# Wild Camping in Ireland



## Sheena

Hi,

We're very,very new to motorhoming and we'll be undertaking our first proper holiday in our MH this summer, after some trials nearer home in the highlands.

We're planning the Republic of Ireland as we really love it there and have been a few times but have only stayed in self catering up to now.

The plan is to go over to Larne and head for Donegal and then meander down the West coast and over to Wicklow.

Can anyone give us advice on Wild Camping there? We're thinking that doing 1 night on a site to 2 nights wild would be brilliant but not sure as yet.

Any advice really appreciated!


----------



## Nora+Neil

Hi Sheena.

Wecome to MHF.

We never had any problem wildcamping in Ireland. If you watch where you park and leave it till 4 or 5pm. Small villages are the best and coastal towns. If you go to Donegal be sure and go to Malin Head. Magic!!!

If you pay your £10 subs you can search the the Forum for alot of info on Ireland.


----------



## MikeE

Hi Sheena,

Did pretty similar trip earlier this year with about 2 out of 3 nights wild camping. No problems at all wild camping, plenty of spots available. Search the forums on here for info, the iCampSites iPhone app has loads of spots too if you have an iPhone. Also the Dutch site:

http://www.reisverhaleneuropa.nl/camper/ierland/plaatsen.htm

has plenty nice spots identified (in Dutch, but Google translate works fine )

Have a good trip

Mike


----------



## MikeE

p.s. Agree with Nora+Neil re Malin Head - great spot and good for overnight; we normally only stay one night at a spot when wild camping, but stayed 2 nights there.

Mike


----------

__Data__

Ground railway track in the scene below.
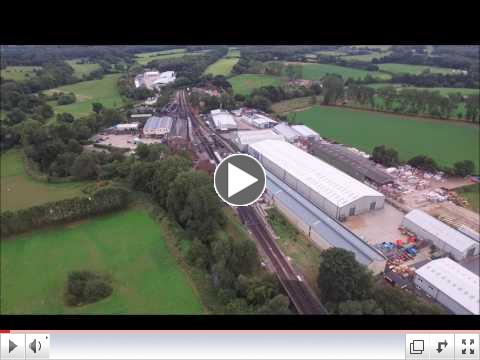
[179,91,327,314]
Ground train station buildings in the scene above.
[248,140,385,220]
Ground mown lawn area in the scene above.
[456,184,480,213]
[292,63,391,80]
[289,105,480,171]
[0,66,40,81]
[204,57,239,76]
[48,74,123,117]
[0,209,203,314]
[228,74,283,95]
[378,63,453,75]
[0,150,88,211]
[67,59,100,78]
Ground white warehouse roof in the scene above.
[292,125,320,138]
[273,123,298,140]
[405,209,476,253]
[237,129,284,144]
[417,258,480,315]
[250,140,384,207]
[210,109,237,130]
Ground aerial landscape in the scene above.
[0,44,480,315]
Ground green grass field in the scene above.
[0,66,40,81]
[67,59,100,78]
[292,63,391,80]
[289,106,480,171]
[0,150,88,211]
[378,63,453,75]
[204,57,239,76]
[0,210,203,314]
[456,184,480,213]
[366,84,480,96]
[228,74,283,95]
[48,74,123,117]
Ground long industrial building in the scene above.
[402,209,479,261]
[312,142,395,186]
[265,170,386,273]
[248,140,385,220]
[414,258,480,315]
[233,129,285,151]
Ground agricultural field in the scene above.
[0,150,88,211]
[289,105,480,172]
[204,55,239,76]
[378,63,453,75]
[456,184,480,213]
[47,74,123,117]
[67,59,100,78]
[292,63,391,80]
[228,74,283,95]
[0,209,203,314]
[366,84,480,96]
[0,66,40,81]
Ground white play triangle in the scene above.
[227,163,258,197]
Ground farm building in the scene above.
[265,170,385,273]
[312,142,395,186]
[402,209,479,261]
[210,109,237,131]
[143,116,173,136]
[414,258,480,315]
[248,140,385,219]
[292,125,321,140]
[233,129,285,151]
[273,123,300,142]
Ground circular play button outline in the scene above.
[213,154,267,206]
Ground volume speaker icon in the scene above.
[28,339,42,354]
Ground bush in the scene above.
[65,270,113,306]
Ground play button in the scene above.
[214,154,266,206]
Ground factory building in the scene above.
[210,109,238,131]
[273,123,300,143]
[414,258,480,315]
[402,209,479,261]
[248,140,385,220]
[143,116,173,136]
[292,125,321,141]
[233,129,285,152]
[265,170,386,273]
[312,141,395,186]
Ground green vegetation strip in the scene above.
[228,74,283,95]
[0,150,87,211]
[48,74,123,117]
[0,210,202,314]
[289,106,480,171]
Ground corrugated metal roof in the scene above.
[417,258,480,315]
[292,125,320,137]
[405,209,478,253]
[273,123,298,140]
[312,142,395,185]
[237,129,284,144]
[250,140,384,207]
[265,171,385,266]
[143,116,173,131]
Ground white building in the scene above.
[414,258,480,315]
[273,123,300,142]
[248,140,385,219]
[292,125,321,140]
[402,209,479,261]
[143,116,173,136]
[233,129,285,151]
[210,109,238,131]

==

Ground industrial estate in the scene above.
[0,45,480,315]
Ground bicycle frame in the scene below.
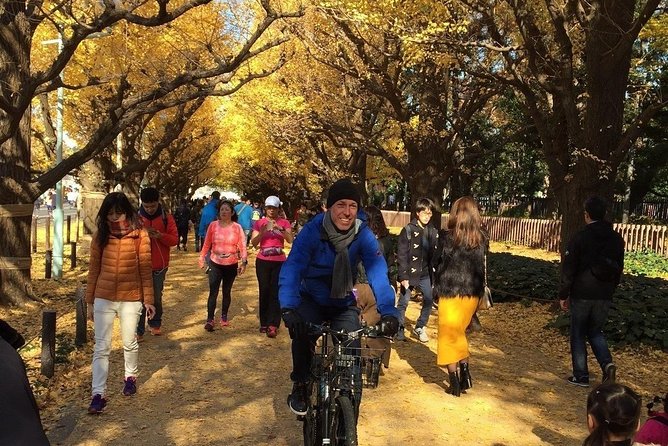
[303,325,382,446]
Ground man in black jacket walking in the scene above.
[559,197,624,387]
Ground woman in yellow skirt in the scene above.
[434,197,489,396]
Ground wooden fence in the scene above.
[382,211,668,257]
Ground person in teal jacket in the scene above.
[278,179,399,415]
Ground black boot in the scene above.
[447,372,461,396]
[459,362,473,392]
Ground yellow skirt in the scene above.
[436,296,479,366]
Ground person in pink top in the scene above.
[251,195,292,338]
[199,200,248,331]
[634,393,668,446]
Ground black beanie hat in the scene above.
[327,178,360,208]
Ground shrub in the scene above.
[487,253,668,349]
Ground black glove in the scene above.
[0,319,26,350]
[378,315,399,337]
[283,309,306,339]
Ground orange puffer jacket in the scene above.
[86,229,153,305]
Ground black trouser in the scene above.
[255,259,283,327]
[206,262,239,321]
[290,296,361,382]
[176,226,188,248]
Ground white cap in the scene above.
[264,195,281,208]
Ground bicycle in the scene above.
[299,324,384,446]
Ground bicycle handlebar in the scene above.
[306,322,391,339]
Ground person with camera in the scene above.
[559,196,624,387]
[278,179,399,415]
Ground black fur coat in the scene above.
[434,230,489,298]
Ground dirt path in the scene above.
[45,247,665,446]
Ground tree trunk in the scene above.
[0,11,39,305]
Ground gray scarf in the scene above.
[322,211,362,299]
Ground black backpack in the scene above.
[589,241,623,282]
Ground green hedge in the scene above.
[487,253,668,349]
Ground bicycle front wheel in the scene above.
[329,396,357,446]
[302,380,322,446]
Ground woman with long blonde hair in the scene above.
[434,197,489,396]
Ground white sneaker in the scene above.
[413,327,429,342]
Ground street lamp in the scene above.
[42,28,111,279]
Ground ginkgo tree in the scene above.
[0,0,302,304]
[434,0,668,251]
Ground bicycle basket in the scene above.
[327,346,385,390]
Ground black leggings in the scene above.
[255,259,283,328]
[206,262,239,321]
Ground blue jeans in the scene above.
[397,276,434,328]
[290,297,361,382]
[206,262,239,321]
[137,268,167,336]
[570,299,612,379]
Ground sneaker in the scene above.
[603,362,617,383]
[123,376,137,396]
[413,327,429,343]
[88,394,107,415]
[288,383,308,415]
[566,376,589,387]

__Work instructions__
Reproduce, without alteration, the passage of the wild camping thread above that begins at the words "The plan is" and ends after "sure as yet.".

__The reply__
The plan is to go over to Larne and head for Donegal and then meander down the West coast and over to Wicklow.

Can anyone give us advice on Wild Camping there? We're thinking that doing 1 night on a site to 2 nights wild would be brilliant but not sure as yet.